## PROBLEM
Rewrite each of the rows below, replacing every "tab character" with "single space" and keeping everything else unchanged. Do not include the pictures in your answer.

----------------

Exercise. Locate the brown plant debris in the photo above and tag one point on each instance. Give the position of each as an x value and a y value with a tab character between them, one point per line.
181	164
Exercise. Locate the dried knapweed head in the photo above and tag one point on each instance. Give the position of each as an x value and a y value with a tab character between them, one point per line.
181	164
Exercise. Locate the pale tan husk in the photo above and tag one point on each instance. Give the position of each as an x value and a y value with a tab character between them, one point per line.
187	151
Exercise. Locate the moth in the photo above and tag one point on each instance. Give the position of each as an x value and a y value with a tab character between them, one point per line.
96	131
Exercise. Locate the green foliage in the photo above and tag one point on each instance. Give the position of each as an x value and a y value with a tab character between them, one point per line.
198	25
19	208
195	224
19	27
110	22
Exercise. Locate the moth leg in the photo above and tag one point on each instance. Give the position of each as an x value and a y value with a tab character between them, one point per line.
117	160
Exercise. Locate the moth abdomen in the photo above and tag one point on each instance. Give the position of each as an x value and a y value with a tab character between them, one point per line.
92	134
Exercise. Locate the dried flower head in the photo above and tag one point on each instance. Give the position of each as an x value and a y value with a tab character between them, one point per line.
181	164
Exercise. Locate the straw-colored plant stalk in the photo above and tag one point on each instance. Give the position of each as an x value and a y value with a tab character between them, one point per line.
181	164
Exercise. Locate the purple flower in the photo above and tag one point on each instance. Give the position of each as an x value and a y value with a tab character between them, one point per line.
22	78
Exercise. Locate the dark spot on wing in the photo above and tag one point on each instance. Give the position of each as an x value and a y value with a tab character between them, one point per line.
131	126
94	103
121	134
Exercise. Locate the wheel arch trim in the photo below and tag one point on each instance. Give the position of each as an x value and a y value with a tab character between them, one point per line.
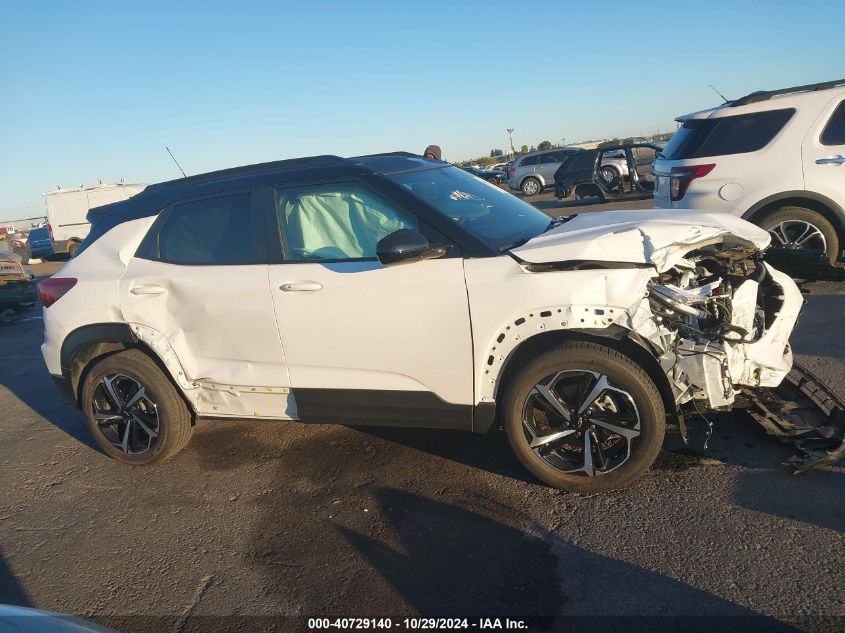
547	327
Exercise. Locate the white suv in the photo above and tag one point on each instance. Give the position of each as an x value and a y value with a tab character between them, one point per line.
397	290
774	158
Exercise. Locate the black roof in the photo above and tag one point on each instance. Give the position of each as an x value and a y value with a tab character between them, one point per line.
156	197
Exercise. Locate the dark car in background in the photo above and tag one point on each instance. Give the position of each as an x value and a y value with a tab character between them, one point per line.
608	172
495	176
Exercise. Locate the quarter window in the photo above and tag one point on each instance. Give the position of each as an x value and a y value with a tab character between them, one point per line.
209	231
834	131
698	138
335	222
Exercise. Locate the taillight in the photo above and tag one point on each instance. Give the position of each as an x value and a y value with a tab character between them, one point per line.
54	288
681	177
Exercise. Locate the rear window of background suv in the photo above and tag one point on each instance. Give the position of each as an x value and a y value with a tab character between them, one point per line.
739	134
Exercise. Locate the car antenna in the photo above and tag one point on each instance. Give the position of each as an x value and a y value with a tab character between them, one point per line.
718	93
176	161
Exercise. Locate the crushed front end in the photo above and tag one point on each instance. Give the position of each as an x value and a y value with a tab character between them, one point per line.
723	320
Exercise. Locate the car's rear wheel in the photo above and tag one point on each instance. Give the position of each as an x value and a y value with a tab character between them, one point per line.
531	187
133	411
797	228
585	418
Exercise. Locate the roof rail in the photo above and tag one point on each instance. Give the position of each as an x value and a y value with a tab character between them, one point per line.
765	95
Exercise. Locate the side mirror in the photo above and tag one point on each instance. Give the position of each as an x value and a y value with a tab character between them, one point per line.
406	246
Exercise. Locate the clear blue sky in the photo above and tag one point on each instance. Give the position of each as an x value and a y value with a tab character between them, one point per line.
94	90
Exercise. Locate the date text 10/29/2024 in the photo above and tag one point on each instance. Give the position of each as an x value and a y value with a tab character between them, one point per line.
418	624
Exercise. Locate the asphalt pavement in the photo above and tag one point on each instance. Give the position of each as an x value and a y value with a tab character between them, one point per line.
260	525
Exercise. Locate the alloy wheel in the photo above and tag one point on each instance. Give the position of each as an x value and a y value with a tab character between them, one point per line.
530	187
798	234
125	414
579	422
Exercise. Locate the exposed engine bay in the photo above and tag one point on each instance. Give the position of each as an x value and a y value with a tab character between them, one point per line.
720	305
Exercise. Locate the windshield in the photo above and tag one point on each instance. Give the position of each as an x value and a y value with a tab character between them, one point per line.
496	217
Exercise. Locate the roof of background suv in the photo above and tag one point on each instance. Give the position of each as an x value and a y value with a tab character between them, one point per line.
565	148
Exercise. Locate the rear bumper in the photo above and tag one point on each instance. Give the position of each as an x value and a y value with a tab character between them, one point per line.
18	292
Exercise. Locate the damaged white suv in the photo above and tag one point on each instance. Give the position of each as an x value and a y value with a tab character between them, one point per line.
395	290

----------------

## SOLVED PROBLEM
Exercise. Locate the brown plant debris in the photo above and tag one point on each instance. Give the position of each as an x value and a y value with a single space between them, one point per line.
181	164
Exercise. Locate the dried knapweed head in the photo above and tag one point on each instance. Give the position of each as an x value and a y value with a single space between them, one point per line.
181	164
Exercise. Locate the pale tan husk in the photo above and tag one point on each instance. Give the position of each as an x value and a y value with a single space between them, one point per line.
187	151
Exercise. Locate the moth in the photo above and tag one point on each instance. Give the position of each as an x value and a y value with a single space between them, one point per line.
96	131
Exercise. Locate the green foliage in the photo above and tag one point on each instance. Give the position of each as an x value and a y value with a single space between them, one point per line.
198	25
19	208
195	224
19	27
110	22
Exercise. Locate the moth leg in the photo above and tag one point on each instance. Give the position of each as an x value and a y value with a single space between them, one point per line.
117	160
Exercise. Locate the moth abdomen in the photo above and tag one point on each instance. Give the position of each as an x value and a y value with a single space between them, one point per line.
92	134
Exercise. Locate the dried flower head in the photo above and tag one point on each instance. Give the position of each as an x value and a y value with a single space between them, one point per line.
181	164
Exercise. Locate the straw-colored plant stalk in the photo above and tag one point on each instance. Give the position of each as an x value and a y value with a single space between them, one point per line.
181	164
Exercise. Locate the purple flower in the photo above and tag one point on each instance. Give the position of each as an x value and a y value with a single space between them, one point per line.
22	78
Exercise. Locate the dark spot on wing in the photo above and tag one point on each instance. Give the position of each as an x value and a y value with a single space between them, one point per line.
131	126
94	103
121	134
Exercise. Locate the wheel arch trim in the photo below and tag one point on each instance. Give the position of each as an x value and a y value with a single space between them, one point per line.
547	327
Exercise. Locate the white suv in the photo above and tag one point on each instance. Give the position of each as an x value and a y value with a single space between them, one point per line.
397	290
774	158
Exercise. Locate the black roof in the photo above and tag one point on each instance. Give the position of each as an x value and a y value with a single space between them, one point per line.
156	197
Exercise. Locate the dark car in background in the photo above and tag one point on each instance. Give the position of each as an x value and a y value with a single space between them, one point per line.
608	172
495	176
Exercise. Locate the quarter window in the photo above and tag one point on each instance. Give the position of each as an x value and a y value with a single space between them, one point per line.
209	231
834	131
698	138
335	222
Exercise. Locate the taillight in the photo above and tag one point on each instance. Give the position of each as an x value and a y value with a single space between them, one point per line.
54	288
681	177
Exercise. Locate the rear window of background suv in the photo above and tag one point on each instance. Give the position of each as an x value and a y value with a single space between them, one point per line.
739	134
Exercise. Locate the car antenna in the photo above and tag one point on each instance. Give the position of each as an x value and a y value with a single space between them, one point per line.
718	93
176	161
Exercise. Locate the crushed front end in the photo above and tag one point on each instance. Give the position of each as an x value and a y value with a single space between them, one point per line.
723	320
Exercise. Locate the car's rear wheel in the photo above and tag one point on each instance. Give the position of each as an x value and a y value with a single space between them, one point per line.
531	187
133	411
797	228
585	418
Exercise. Locate the roof rail in the photo above and tag one point on each instance. Give the position of each as an x value and a y value with a single space between them, one point per line.
765	95
Exercise. Locate the side mirror in the photo above and tag one point on each instance. Give the position of each as an x value and a y value with a single space between them, one point per line.
406	246
Exercise. Locate the clear blue sky in the photo above and tag one point on each instance. Give the position of each as an x value and a y value with a single space between them, one point per line.
94	90
Exercise. Locate the date text 10/29/2024 in the photo above and tag one point on each instance. Give the position of each as an x value and a y value with a single space between them, one point per line.
418	624
Exercise. Locate the asphalt pavement in the photo above and tag one point on each instance. Give the position of each as an x value and a y value with a single space between them, one point per line.
260	525
Exercise. Locate the alloy wheel in the photo above and tag one point on each instance. Give the position of each as an x value and a y value with a single space between them, one point per line.
530	187
798	234
125	414
579	422
Exercise. Locate the exposed engine bay in the photo above and tag one point on each instance. Give the position of each as an x value and a y value with a single space between them, one point per line.
720	305
Exercise. Locate the windshield in the photo above and tag one point on each instance. Give the position of each as an x value and a y value with a single space between them, one point per line.
496	217
Exercise. Locate the roof of background suv in the photo above and tag one point on each instance. Give the position of each as an x value and a y value with a single space between them, one point per line.
565	148
Exercise. Locate the rear bumper in the photo above and tag one point on each instance. Give the position of each as an x value and a y value with a single space between them, one point per line.
18	292
Exercise. Locate the damaged white suv in the photo above and tag one point on each instance. Give the position of each as an x value and a y value with a single space between them, one point per line.
395	290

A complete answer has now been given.